TEXT SEGMENT
Congress’ spending spree will increase debt and taxes
By Matthew Gagnon
On Wednesday, President Joe Biden unveiled his latest idea, which — sit down for this, because I know it will be shocking — proposes to spend a lot of money, and raise taxes.
In what the White House is calling the “American Jobs Plan,” Biden is to completely reshape the economy. If you can count on one thing in this life, it is that a left-wing politician will seek to “solve problems” in one, and only one way: spend money, and raise taxes.
Of course, the “Spend a Lot of Money and Tax Us Into the Stone Age” act doesn’t exactly sound that appealing, so our dear leaders in Washington call it a “jobs plan,” because we all like jobs, right?
There must have been a focus group somewhere, decades ago, that told political consultants that putting the word “jobs” in a piece of legislation is the way to get people behind an idea. Every unpopular idea ever proposed seems to come with the word “jobs” slapped onto it.

TASK OBJECTIVE
Copy out the opinion column on Biden's "American Jobs Plan" word for word, from the headline through the final sentence.

DATA PROVIDED
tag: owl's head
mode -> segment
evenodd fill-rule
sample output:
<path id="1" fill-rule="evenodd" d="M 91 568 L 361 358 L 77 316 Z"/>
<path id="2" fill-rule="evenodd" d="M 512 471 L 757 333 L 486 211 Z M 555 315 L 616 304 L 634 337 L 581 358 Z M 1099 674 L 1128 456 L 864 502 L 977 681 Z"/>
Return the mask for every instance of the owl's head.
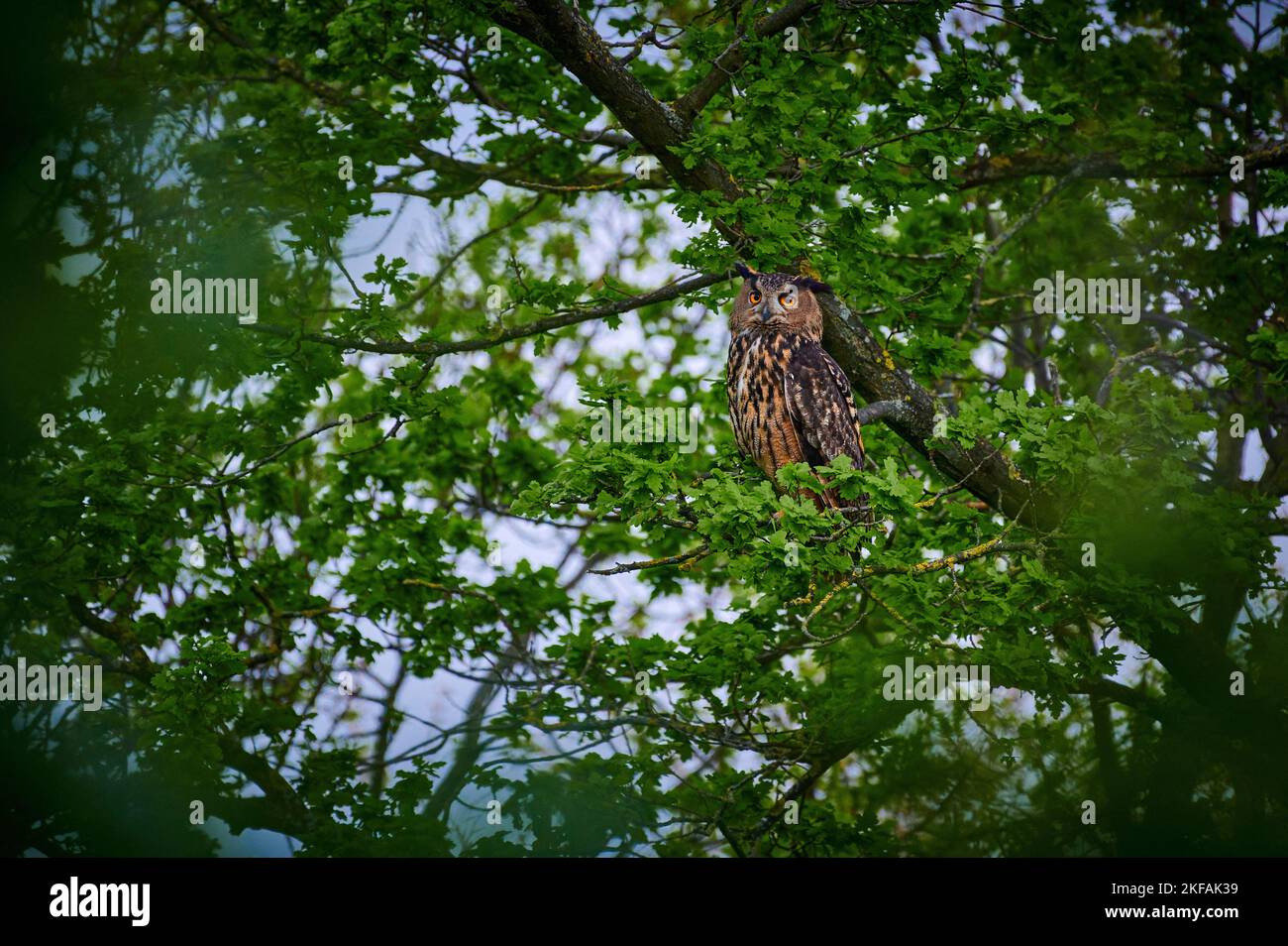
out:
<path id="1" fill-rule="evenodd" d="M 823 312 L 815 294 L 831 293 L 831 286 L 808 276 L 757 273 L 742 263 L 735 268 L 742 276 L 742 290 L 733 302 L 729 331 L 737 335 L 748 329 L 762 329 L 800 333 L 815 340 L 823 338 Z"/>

==

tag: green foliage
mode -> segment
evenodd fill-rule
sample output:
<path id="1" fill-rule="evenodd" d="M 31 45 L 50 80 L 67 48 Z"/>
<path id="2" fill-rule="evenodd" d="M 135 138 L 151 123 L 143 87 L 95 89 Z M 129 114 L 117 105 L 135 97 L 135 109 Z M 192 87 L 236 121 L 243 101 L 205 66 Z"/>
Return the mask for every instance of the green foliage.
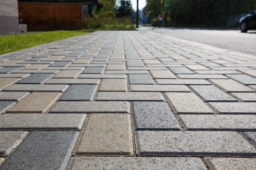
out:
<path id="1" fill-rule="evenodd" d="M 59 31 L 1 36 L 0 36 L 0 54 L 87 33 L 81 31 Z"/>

WRITTEN SOLUTION
Congress’ spending spree will increase debt and taxes
By Matthew Gagnon
On Wednesday, President Joe Biden unveiled his latest idea, which — sit down for this, because I know it will be shocking — proposes to spend a lot of money, and raise taxes.
In what the White House is calling the “American Jobs Plan,” Biden is to completely reshape the economy. If you can count on one thing in this life, it is that a left-wing politician will seek to “solve problems” in one, and only one way: spend money, and raise taxes.
Of course, the “Spend a Lot of Money and Tax Us Into the Stone Age” act doesn’t exactly sound that appealing, so our dear leaders in Washington call it a “jobs plan,” because we all like jobs, right?
There must have been a focus group somewhere, decades ago, that told political consultants that putting the word “jobs” in a piece of legislation is the way to get people behind an idea. Every unpopular idea ever proposed seems to come with the word “jobs” slapped onto it.